Prompt:
Every record here needs to be duplicated exactly.

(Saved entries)
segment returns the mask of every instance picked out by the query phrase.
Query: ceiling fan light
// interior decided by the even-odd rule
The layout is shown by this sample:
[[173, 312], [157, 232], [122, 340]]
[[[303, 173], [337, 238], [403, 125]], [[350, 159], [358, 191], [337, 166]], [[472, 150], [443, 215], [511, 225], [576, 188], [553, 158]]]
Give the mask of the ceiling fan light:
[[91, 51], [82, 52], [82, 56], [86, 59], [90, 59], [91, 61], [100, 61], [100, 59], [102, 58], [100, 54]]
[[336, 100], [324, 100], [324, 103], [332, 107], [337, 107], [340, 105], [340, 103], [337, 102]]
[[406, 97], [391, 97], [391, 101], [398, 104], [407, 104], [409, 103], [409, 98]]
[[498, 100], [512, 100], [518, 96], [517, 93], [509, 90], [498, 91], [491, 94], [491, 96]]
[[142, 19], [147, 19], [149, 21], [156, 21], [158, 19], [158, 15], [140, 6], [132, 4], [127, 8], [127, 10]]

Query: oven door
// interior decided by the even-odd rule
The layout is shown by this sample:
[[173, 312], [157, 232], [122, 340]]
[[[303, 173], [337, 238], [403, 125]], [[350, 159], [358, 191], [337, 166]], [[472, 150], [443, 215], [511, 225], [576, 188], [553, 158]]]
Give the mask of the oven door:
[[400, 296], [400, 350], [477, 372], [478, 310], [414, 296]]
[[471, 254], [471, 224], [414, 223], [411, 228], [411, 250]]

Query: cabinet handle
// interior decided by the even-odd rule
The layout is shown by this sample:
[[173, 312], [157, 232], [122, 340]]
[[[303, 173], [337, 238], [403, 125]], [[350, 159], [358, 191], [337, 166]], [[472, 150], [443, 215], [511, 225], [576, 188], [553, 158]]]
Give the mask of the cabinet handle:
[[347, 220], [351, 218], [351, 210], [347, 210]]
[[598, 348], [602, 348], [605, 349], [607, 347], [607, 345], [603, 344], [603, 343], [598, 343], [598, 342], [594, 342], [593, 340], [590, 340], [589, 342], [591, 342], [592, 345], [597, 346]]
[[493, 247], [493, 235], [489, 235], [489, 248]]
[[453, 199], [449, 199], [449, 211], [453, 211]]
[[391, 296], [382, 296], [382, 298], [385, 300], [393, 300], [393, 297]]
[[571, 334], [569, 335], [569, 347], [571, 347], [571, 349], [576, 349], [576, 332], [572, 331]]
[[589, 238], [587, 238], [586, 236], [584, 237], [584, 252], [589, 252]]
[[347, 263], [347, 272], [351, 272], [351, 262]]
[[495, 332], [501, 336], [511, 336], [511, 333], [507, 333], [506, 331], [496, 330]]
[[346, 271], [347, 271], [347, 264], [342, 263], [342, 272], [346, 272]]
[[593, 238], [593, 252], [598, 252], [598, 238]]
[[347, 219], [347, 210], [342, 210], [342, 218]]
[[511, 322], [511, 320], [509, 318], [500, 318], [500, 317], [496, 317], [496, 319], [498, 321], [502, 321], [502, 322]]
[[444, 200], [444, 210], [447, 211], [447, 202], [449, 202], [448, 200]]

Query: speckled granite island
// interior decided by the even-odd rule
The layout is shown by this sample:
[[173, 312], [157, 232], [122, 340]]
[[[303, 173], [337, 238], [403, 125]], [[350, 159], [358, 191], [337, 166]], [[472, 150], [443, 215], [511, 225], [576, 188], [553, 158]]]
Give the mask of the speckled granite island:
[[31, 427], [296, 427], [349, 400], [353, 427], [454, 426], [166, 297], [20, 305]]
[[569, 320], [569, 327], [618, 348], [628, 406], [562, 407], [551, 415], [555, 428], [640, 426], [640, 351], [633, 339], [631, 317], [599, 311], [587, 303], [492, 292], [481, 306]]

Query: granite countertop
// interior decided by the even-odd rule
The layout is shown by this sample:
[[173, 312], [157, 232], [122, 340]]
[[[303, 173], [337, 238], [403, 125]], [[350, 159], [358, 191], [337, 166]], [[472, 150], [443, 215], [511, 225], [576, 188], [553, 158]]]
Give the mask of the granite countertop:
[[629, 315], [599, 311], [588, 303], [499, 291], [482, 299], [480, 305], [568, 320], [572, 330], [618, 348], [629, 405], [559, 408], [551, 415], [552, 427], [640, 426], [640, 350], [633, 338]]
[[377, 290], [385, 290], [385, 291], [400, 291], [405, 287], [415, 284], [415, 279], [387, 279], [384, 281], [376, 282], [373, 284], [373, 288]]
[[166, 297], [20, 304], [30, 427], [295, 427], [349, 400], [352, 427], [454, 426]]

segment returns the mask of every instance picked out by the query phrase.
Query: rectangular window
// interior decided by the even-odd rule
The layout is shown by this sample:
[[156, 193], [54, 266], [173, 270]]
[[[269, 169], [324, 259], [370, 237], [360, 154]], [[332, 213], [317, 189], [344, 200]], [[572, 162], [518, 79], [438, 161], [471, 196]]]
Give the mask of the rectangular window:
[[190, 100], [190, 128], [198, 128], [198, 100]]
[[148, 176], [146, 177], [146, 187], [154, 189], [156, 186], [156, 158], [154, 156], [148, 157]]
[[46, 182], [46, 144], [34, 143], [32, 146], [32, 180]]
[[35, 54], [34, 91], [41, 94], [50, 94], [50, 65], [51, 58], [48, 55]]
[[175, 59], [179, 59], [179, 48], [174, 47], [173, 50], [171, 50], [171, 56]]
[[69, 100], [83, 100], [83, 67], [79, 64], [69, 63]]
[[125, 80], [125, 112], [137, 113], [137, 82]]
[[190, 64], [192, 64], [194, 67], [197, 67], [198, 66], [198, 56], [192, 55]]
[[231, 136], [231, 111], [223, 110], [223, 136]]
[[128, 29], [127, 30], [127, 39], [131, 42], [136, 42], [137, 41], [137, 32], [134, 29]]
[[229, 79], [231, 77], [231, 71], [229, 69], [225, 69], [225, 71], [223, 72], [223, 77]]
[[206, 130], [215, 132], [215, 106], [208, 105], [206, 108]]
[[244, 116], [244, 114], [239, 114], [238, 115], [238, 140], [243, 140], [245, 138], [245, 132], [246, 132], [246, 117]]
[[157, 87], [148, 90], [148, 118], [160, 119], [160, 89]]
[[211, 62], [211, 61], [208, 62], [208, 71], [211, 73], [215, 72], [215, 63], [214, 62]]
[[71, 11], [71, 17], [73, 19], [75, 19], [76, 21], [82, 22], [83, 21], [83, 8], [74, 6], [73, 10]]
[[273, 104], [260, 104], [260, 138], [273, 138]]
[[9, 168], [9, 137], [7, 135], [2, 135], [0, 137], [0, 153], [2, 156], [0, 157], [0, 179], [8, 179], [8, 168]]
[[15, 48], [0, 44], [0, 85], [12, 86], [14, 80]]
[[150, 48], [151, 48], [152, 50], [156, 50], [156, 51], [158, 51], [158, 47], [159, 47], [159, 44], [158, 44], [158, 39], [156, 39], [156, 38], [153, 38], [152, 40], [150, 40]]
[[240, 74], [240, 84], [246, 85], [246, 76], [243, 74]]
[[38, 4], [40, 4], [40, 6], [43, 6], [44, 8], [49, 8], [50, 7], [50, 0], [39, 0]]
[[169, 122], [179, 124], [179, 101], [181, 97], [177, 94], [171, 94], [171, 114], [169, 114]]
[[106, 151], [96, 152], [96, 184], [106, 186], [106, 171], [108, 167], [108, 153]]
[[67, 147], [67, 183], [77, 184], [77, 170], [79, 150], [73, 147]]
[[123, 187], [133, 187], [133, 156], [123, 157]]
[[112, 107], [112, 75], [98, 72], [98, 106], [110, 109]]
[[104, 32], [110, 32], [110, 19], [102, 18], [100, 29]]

Exercise response:
segment returns the mask of every instance picked out by the query phrase.
Query: ceiling fan light
// interior decided by the even-odd rule
The layout is shown by this sample:
[[173, 312], [157, 232], [122, 340]]
[[[303, 173], [337, 238], [403, 125]], [[350, 159], [358, 191], [337, 166]], [[472, 150], [443, 215], [511, 225], [576, 188], [553, 158]]]
Give the mask of the ceiling fan light:
[[91, 51], [82, 52], [82, 56], [86, 59], [90, 59], [91, 61], [100, 61], [100, 59], [102, 58], [100, 54]]
[[336, 100], [324, 100], [324, 103], [332, 107], [337, 107], [340, 105], [340, 103], [337, 102]]
[[406, 97], [391, 97], [391, 101], [398, 104], [407, 104], [409, 103], [409, 98]]
[[498, 100], [512, 100], [518, 96], [517, 93], [509, 90], [498, 91], [491, 94], [491, 96]]
[[142, 19], [147, 19], [149, 21], [156, 21], [158, 19], [158, 15], [140, 6], [132, 4], [127, 8], [127, 10]]

Query: oven door
// interior decided by the even-odd rule
The layout is shown by this sample:
[[173, 312], [157, 232], [122, 340]]
[[[303, 173], [337, 238], [403, 125]], [[350, 159], [358, 191], [337, 166]], [[472, 150], [443, 215], [511, 225], [576, 188], [553, 158]]]
Give the mask of the oven door:
[[400, 296], [400, 350], [477, 372], [478, 310], [414, 296]]
[[471, 254], [471, 224], [414, 223], [411, 228], [411, 250]]

Query: cabinet handle
// interior decided by the even-odd rule
The layout is shown by this sample:
[[173, 312], [157, 232], [122, 340]]
[[[303, 173], [337, 238], [403, 125]], [[350, 159], [358, 191], [337, 166]], [[472, 150], [443, 215], [511, 225], [576, 188], [553, 158]]]
Give the mask of the cabinet handle:
[[347, 220], [351, 218], [351, 210], [347, 210]]
[[598, 348], [602, 348], [605, 349], [607, 347], [607, 345], [603, 344], [603, 343], [598, 343], [598, 342], [594, 342], [593, 340], [590, 340], [589, 342], [591, 342], [592, 345], [597, 346]]
[[493, 247], [493, 235], [489, 235], [489, 248]]
[[453, 199], [449, 199], [449, 211], [453, 211]]
[[391, 296], [382, 296], [382, 298], [385, 300], [393, 300], [393, 297]]
[[571, 334], [569, 335], [569, 347], [571, 347], [571, 349], [576, 349], [576, 332], [572, 331]]
[[589, 238], [587, 238], [586, 236], [584, 237], [584, 252], [589, 252]]
[[347, 263], [347, 272], [351, 272], [351, 262]]
[[495, 332], [501, 336], [511, 336], [511, 333], [507, 333], [506, 331], [496, 330]]
[[346, 271], [347, 271], [347, 264], [342, 263], [342, 272], [346, 272]]
[[593, 238], [593, 252], [598, 252], [598, 238]]
[[347, 219], [347, 210], [342, 210], [342, 218]]
[[511, 322], [511, 320], [509, 318], [500, 318], [500, 317], [496, 317], [496, 319], [498, 321], [502, 321], [502, 322]]
[[444, 200], [444, 210], [447, 211], [447, 202], [449, 202], [448, 200]]

Query: speckled granite island
// interior decided by the even-odd rule
The layout is shown by this sample:
[[173, 312], [157, 232], [122, 340]]
[[[303, 173], [337, 238], [403, 125]], [[350, 159], [358, 191], [337, 166]], [[472, 150], [443, 215], [511, 225], [576, 188], [553, 158]]]
Give the mask of the speckled granite island:
[[31, 427], [296, 427], [349, 400], [353, 427], [454, 426], [166, 297], [20, 305]]
[[569, 320], [569, 327], [618, 348], [628, 406], [562, 407], [551, 415], [555, 428], [640, 426], [640, 351], [633, 339], [631, 317], [599, 311], [587, 303], [492, 292], [481, 306]]

Query: granite countertop
// interior decided by the even-odd rule
The layout is shown by this sample:
[[173, 312], [157, 232], [122, 340]]
[[[303, 173], [337, 238], [403, 125]], [[350, 159], [358, 191], [337, 166]], [[472, 150], [443, 215], [511, 225], [576, 188], [553, 158]]]
Give the mask of the granite countertop:
[[629, 315], [599, 311], [588, 303], [499, 291], [482, 299], [480, 305], [568, 320], [572, 330], [618, 348], [629, 405], [559, 408], [551, 415], [552, 427], [640, 426], [640, 350], [633, 338]]
[[377, 290], [385, 290], [385, 291], [400, 291], [405, 287], [415, 284], [415, 279], [387, 279], [384, 281], [376, 282], [373, 284], [373, 288]]
[[166, 297], [20, 304], [30, 427], [295, 427], [349, 400], [352, 427], [454, 426]]

segment returns the mask of every instance picked out by the query phrase.
Query: rectangular window
// interior decided by the even-odd rule
The layout is shown by this sample:
[[156, 193], [54, 266], [173, 270]]
[[[269, 169], [324, 259], [370, 237], [360, 154]], [[332, 213], [317, 189], [344, 200]], [[572, 162], [518, 79], [438, 161], [471, 196]]]
Give the mask of the rectangular window:
[[190, 100], [190, 128], [198, 128], [198, 100]]
[[148, 176], [146, 177], [146, 187], [154, 189], [156, 186], [156, 158], [154, 156], [148, 157]]
[[46, 182], [46, 144], [34, 143], [32, 146], [32, 180]]
[[35, 54], [34, 91], [41, 94], [50, 94], [50, 65], [51, 58], [48, 55]]
[[175, 59], [179, 59], [179, 48], [174, 47], [173, 50], [171, 50], [171, 56]]
[[69, 100], [83, 100], [83, 67], [79, 64], [69, 63]]
[[125, 80], [125, 112], [137, 113], [137, 82]]
[[190, 64], [192, 64], [194, 67], [197, 67], [198, 66], [198, 56], [192, 55]]
[[231, 136], [231, 111], [223, 110], [223, 136]]
[[128, 29], [127, 30], [127, 39], [131, 42], [136, 42], [137, 41], [137, 32], [134, 29]]
[[229, 79], [231, 77], [231, 71], [229, 69], [225, 69], [225, 71], [223, 72], [223, 77]]
[[206, 130], [215, 132], [215, 106], [208, 105], [206, 108]]
[[244, 116], [244, 114], [239, 114], [238, 115], [238, 140], [243, 140], [245, 138], [245, 132], [246, 132], [246, 117]]
[[157, 87], [148, 90], [148, 118], [160, 119], [160, 89]]
[[211, 62], [211, 61], [208, 62], [208, 71], [211, 73], [215, 72], [215, 63], [214, 62]]
[[71, 11], [71, 17], [73, 19], [75, 19], [76, 21], [82, 22], [83, 21], [83, 8], [74, 6], [73, 10]]
[[273, 104], [260, 104], [260, 138], [273, 138]]
[[9, 168], [9, 137], [7, 135], [2, 135], [0, 137], [0, 153], [2, 156], [0, 157], [0, 179], [8, 179], [8, 168]]
[[15, 48], [0, 44], [0, 85], [12, 86], [14, 80]]
[[150, 48], [151, 48], [152, 50], [156, 50], [156, 51], [158, 51], [158, 47], [159, 47], [159, 44], [158, 44], [158, 39], [156, 39], [156, 38], [153, 38], [152, 40], [150, 40]]
[[240, 74], [240, 84], [246, 85], [246, 76], [243, 74]]
[[38, 4], [40, 4], [40, 6], [43, 6], [44, 8], [49, 8], [50, 7], [50, 0], [39, 0]]
[[169, 122], [179, 124], [179, 101], [181, 97], [177, 94], [171, 94], [171, 114], [169, 114]]
[[106, 151], [96, 152], [96, 184], [106, 186], [106, 171], [108, 167], [108, 153]]
[[67, 147], [67, 183], [77, 184], [77, 170], [79, 150], [73, 147]]
[[123, 187], [133, 187], [133, 156], [123, 157]]
[[112, 107], [112, 75], [98, 72], [98, 106], [110, 109]]
[[104, 32], [110, 32], [110, 19], [102, 18], [100, 29]]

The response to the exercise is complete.